### Directions for this task
Rewrite the records from their start up to and including the line with "[28,57,70,110]", requests included, and scale every bounding-box coordinate in the answers by 0.55, rounding to whole numbers with halves rounded up. Leave all other numbers as they are, and omit the pictures.

### Material to process
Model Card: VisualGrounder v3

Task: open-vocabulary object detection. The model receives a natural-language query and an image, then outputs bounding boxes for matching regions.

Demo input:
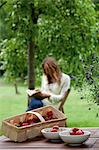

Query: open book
[26,89,40,96]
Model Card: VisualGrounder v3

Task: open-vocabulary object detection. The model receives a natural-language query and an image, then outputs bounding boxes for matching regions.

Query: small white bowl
[59,130,91,146]
[41,127,67,140]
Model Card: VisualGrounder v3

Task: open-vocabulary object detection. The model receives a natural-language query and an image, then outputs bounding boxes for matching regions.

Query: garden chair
[59,89,70,113]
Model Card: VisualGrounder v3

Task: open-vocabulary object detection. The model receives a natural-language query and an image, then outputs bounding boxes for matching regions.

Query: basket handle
[26,111,45,122]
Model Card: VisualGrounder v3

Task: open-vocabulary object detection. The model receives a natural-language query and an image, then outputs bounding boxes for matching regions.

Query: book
[26,89,40,96]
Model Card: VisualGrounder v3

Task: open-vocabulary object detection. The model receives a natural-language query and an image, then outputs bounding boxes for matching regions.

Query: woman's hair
[42,57,61,84]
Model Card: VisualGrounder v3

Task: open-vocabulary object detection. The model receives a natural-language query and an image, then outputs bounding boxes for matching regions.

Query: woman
[28,57,70,110]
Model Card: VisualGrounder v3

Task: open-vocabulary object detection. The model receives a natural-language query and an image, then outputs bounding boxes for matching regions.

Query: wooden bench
[59,89,70,113]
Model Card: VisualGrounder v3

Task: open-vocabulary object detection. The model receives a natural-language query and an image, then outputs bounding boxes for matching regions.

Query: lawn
[0,80,99,135]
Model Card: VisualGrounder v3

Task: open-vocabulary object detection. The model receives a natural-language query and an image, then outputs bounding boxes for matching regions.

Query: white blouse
[41,73,70,108]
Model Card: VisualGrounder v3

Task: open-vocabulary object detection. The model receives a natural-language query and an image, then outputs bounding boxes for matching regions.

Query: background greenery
[0,0,99,134]
[0,79,99,134]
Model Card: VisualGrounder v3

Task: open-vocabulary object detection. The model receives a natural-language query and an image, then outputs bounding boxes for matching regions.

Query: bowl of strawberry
[41,125,67,140]
[59,128,91,146]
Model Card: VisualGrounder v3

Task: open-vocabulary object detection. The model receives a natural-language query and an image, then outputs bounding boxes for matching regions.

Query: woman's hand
[34,92,50,99]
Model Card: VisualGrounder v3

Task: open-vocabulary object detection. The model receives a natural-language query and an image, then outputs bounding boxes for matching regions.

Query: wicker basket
[2,106,67,142]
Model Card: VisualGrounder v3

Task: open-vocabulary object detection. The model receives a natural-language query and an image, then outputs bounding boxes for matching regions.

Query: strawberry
[22,122,29,126]
[47,110,53,116]
[51,128,57,132]
[53,126,59,130]
[72,128,79,132]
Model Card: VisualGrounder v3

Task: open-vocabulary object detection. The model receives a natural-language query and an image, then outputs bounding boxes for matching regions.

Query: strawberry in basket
[70,128,84,135]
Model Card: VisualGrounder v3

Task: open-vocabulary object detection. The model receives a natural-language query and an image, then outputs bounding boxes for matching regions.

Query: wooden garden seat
[59,89,70,113]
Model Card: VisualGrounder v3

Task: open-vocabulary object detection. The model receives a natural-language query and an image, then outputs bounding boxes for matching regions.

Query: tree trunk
[28,41,35,105]
[14,81,20,94]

### Answer for this exercise
Model Card: VisualGrounder v3

Task: open-vocabulary object detection. The model receives a natural-language query and an image, then outputs bounding boxes for matching regions.

Demo input:

Query: open book
[14,49,22,53]
Model Card: VisualGrounder v3

Task: open-vocabulary object detection. The model receives a natural-language query and an image, then outputs bounding boxes for matching regions.

Query: small white bowl
[32,72,50,80]
[23,70,37,77]
Model Card: VisualGrounder v3

Task: open-vocabulary object detection. The model receives a natural-language query and an image, then outputs bounding boxes for matching regions.

Query: garden chair
[32,49,39,62]
Model Card: VisualGrounder v3

Task: open-vocabulary object detection. The model receives a natural-language query and an image, then outputs bounding boxes for matching regions.

Query: basket handle
[14,61,25,67]
Model Card: VisualGrounder v3

Task: open-vocabulary object detection. The model receives a natural-language query and an image, then outputs bounding boxes for matching regions.

Query: book
[14,49,22,53]
Model Card: VisualGrounder v3

Task: open-vocabulary object detection. The model receives a natural-language query and an image, then outputs bounding boxes for matching regions.

Query: woman's hair
[23,31,34,46]
Model Card: VisualGrounder v3

Task: open-vocabulary object detection. The model receives a natural-language query and an image, then outputs bounding boxes for matching regions.

Query: woman
[15,31,39,61]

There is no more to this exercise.